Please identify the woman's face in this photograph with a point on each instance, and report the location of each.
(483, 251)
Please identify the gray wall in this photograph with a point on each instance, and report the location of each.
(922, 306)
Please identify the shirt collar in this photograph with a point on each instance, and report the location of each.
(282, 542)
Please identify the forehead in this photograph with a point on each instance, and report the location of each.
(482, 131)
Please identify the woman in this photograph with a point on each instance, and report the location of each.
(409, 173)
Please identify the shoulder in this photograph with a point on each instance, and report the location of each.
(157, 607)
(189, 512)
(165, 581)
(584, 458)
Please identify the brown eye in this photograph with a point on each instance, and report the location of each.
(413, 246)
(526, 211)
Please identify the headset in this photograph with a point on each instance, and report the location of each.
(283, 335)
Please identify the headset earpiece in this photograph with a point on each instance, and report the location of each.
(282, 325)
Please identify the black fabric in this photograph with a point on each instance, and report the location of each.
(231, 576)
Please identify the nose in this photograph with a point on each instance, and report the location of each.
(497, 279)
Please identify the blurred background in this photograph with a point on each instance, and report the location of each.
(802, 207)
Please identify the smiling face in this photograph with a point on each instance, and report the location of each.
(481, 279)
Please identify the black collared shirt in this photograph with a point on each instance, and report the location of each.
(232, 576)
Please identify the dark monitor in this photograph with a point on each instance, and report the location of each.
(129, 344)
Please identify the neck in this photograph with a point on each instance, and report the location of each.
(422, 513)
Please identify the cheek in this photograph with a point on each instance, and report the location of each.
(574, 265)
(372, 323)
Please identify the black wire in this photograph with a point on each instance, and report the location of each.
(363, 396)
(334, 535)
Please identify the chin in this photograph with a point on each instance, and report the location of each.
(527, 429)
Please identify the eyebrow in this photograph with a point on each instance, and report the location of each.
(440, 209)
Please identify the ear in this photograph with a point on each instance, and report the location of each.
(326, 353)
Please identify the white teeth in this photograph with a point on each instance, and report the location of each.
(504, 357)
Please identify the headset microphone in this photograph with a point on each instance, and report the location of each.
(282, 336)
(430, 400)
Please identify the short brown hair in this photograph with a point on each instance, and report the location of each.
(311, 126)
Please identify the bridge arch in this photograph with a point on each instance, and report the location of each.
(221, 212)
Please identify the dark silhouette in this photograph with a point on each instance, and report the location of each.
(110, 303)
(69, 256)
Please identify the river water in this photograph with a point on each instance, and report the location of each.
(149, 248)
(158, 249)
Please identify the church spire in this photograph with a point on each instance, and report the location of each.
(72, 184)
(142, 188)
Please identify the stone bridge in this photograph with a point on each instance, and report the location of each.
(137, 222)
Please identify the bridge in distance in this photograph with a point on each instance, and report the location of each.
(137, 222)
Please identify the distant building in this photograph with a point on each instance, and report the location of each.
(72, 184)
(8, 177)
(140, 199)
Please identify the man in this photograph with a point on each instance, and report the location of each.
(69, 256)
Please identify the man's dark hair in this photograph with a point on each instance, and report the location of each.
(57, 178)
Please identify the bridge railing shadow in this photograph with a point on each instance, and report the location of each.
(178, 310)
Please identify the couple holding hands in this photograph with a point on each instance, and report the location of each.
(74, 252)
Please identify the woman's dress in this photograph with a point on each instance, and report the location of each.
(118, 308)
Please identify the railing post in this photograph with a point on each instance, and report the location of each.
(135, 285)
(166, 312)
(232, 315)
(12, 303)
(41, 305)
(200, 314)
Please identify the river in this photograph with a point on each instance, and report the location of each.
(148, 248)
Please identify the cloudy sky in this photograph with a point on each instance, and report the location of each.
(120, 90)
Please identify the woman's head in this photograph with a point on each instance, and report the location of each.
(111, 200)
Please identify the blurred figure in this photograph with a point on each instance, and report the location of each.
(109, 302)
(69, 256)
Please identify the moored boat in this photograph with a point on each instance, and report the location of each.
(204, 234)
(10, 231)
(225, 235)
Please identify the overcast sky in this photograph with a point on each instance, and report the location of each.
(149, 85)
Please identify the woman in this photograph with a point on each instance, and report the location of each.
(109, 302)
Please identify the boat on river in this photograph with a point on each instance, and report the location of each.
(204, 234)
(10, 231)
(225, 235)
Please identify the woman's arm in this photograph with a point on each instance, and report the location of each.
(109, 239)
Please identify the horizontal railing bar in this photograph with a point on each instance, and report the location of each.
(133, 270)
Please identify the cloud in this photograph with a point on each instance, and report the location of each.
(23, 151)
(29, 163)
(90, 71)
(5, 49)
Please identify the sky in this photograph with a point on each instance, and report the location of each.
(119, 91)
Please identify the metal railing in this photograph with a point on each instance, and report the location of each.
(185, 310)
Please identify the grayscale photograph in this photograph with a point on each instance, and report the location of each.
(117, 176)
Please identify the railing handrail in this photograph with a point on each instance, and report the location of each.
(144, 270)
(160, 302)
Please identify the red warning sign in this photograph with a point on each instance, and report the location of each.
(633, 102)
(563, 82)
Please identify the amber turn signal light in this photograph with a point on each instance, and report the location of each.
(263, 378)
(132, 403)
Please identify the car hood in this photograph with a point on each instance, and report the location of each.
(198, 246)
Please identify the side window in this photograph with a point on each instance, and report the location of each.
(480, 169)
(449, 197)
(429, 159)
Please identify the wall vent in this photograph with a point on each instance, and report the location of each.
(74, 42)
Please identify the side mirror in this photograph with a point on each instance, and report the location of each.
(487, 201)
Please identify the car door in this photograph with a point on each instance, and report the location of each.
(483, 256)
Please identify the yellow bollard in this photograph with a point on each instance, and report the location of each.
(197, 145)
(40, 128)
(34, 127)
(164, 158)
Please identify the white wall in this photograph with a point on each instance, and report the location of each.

+-------+

## Short task
Copy out the full material exactly as it appears.

## Answer to the task
Please identify the woman's face in this photograph with a point on each instance, and report the location of each.
(483, 251)
Please identify the gray wall in this photograph with a point on each instance, and report the location of each.
(922, 306)
Please identify the shirt collar in this photograph with a point on each instance, and report the location of each.
(282, 542)
Please identify the forehead in this photograph with a point on each instance, and report the location of each.
(482, 131)
Please identify the woman in this photograph with a point on each instance, and report the location of each.
(409, 173)
Please identify the shoulder in this photograph with a point on each instance, and report the location of each.
(157, 607)
(189, 512)
(165, 581)
(584, 458)
Please identify the brown eye in this photograph with a point on each instance, and report the location of each.
(413, 246)
(526, 211)
Please identify the headset in this photograph with a point on each instance, and report the location of each.
(283, 335)
Please identify the headset earpiece in this photograph with a point on each instance, and report the location of each.
(282, 325)
Please identify the black fabric in this photograph with a point on each instance, and report the location of each.
(231, 576)
Please identify the nose in this photograph with a point on each instance, and report the location of each.
(497, 279)
Please identify the blurred background in this photograph with a point on each instance, and report the location of each.
(802, 207)
Please identify the smiling face in this photograph with a point on each instance, and report the location of each.
(481, 279)
Please identify the black collared shirt in this photograph with a point on each instance, and report the location of each.
(232, 576)
Please identify the dark monitor in this photograph with a point on each instance, and report the location of each.
(129, 344)
Please identify the neck in this photograph with a point on each instance, and report the location of each.
(422, 513)
Please identify the cheek in this photograph with a point on each instance, and report the location of each.
(574, 265)
(372, 323)
Please identify the black wire in this photograph with a point on each instance, and report the location of each.
(363, 396)
(334, 535)
Please identify the chin in this photograph with a point on each instance, and report the location of each.
(527, 429)
Please identify the eyebrow in this photograph with a point on each instance, and report the location of each.
(440, 209)
Please identify the ear in this photograph with a point on each instance, and report the location of each.
(326, 353)
Please identify the white teeth in this photograph with a point on each instance, and report the location of each.
(504, 357)
Please identify the headset microphone in this photograph with a point on each instance, and report the location of each.
(282, 336)
(430, 400)
Please identify the short brown hair in this photograph with a point on each instance, and report the location of each.
(311, 126)
Please identify the bridge arch in this photograph with a point on each instance, and report the location of each.
(221, 212)
Please identify the dark silhouette in this photograph with a point on each instance, and report the location of each.
(110, 303)
(69, 256)
Please identify the river water in this photograph with a point on each instance, and report the location of each.
(149, 248)
(158, 249)
Please identify the church spire in this photograph with a point on each instance, and report the location of each.
(72, 184)
(142, 188)
Please identify the stone bridge in this photograph with a point on each instance, and report the location of each.
(137, 222)
Please identify the bridge in distance in this photograph with a point on each instance, and report the location of each.
(137, 222)
Please identify the distant building in this photograph with a point on each instance, and report the location of each.
(72, 184)
(8, 177)
(140, 199)
Please identify the man in this photograph with a point on each instance, and report the location of each.
(69, 256)
Please identify the man's dark hair in this photograph with a point on each instance, and report the location of each.
(57, 178)
Please identify the bridge railing shadow in this photograph with a point on each instance, and report the location of each.
(178, 310)
Please identify the couple holding hands in this photograph with a point on each instance, and report the location of each.
(74, 252)
Please identify the woman's dress in this photograph with a point on each instance, and report the location of each.
(118, 308)
Please identify the railing post in this photograph with a point on each instance, and report the location of each.
(135, 285)
(166, 312)
(232, 315)
(12, 303)
(41, 305)
(200, 314)
Please identify the river in this photograph with a point on each instance, and report the location of each.
(148, 248)
Please identify the cloudy sky in this photograph with a point on each instance, and report the location of each.
(120, 90)
Please identify the woman's head in this photograph with a point on each instance, and report the location of each.
(111, 200)
Please identify the blurred figure in this photograph with a point on each instance, and report the location of each.
(109, 302)
(69, 256)
Please identify the moored boat in this photograph with a point on each instance, and report the location of each.
(204, 234)
(10, 231)
(225, 235)
Please identify the overcast sky in this photograph with a point on each instance, and report the location of each.
(149, 85)
Please identify the woman in this photograph with a point on each instance, and report the location of each.
(109, 302)
Please identify the boat on river in this photograph with a point on each instance, and report the location of each.
(204, 234)
(10, 231)
(225, 235)
Please identify the woman's arm in this photograph with a point on each instance, and report the location of each.
(109, 239)
Please identify the horizontal railing bar in this photograph with a point on each instance, and report the location of each.
(133, 270)
Please identify the cloud in this photograph with a point on each instance, and report the location of each.
(23, 151)
(29, 163)
(90, 71)
(5, 49)
Please identify the sky in this photograph with a point on each instance, and report the location of each.
(119, 91)
Please identify the metal railing in this photograph with a point on each instance, and report the location of each.
(185, 310)
Please identify the grayscale photograph in this photograph with a point on each instance, and report the location of each.
(117, 176)
Please identify the railing handrail in this photograph with a point on each instance, and report the location of each.
(144, 270)
(160, 302)
Please identify the red warning sign in this photograph with a point on each instance, and report the location of each.
(633, 102)
(563, 82)
Please identify the amber turn signal light in this photograph with a point on each instance, and report the location of each.
(263, 378)
(132, 403)
Please identify the car hood in this photograph with a point on each instance, and report the location of each.
(198, 246)
Please identify the side window in this photograph with a point on each instance, and report the location of each.
(480, 169)
(449, 197)
(429, 159)
Please identify the wall vent in this photograph with a point on each instance, and report the location of each.
(74, 42)
Please identify the side mirror in this photograph with a point on each instance, and report the location of each.
(487, 201)
Please identify the car door in this photograph with a point on each instance, and report the location of each.
(483, 256)
Please identify the yellow bollard in this photograph with a point on each instance, and report the location of each.
(197, 145)
(40, 128)
(34, 127)
(164, 158)
Please identify the white wall in this photograph with a point on each instance, and report the location of each.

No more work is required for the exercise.